*EXERCISE PROMPT*
Check each line of the data for "every", and copy the ones that have it.

(Records from a data collection)
---------------

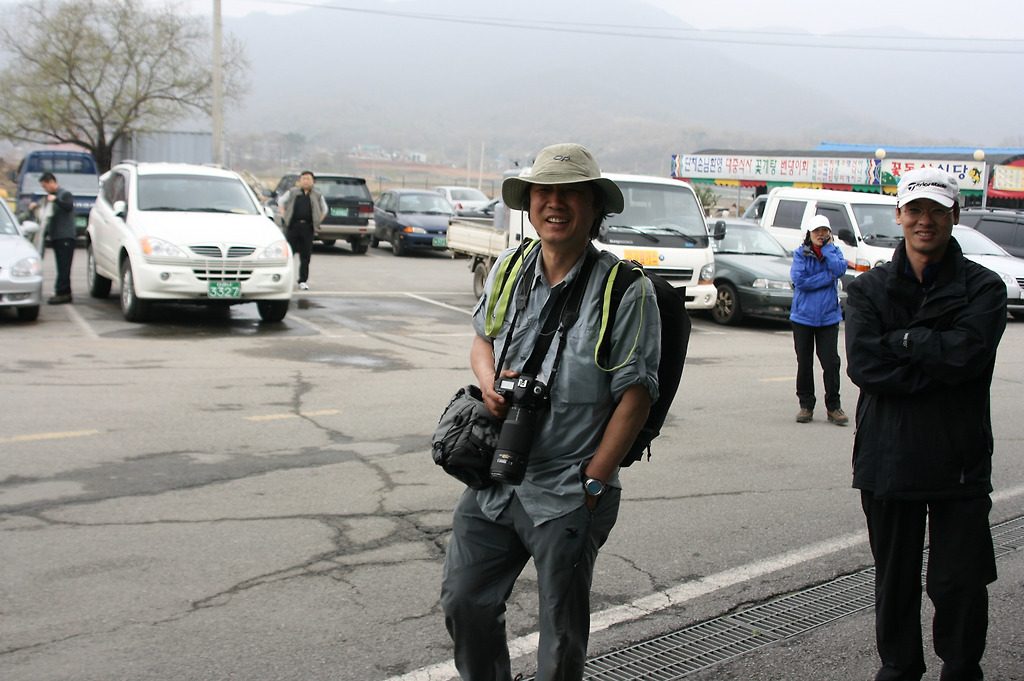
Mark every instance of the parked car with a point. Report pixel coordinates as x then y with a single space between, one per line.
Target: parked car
185 233
752 273
984 251
20 266
349 208
412 219
463 199
1005 226
486 211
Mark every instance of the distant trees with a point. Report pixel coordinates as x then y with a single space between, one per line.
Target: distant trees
91 72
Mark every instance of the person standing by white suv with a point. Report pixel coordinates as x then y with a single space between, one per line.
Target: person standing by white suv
302 209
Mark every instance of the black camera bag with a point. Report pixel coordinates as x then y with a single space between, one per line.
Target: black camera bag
464 441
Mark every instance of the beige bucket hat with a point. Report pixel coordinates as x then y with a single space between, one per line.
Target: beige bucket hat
561 164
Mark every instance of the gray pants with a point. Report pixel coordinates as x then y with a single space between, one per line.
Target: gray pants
485 557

---------------

*ANSWER FOR THIS EXERCISE*
Mark every instance of the parked car with a point. Report pixel coordinates as x then y with a single space between, one per line.
Mark every instance of the distant trees with a point. Report pixel coordinates as x then y with a single space between, one per line.
Mark every instance of the person standing by white suv with a point. Report pixel coordinates as x then y with a single space between, one per line.
Mark every instance of the black camera bag with a point. Report pixel coordinates as x then y with a single space between, one per line.
Mark every instance of the beige bucket hat with a point. Report pixel coordinates as x then y with a single space between, one per line.
Mark every instance of the gray pants with a point. Report pixel coordinates as x then y with a single space between, one per line.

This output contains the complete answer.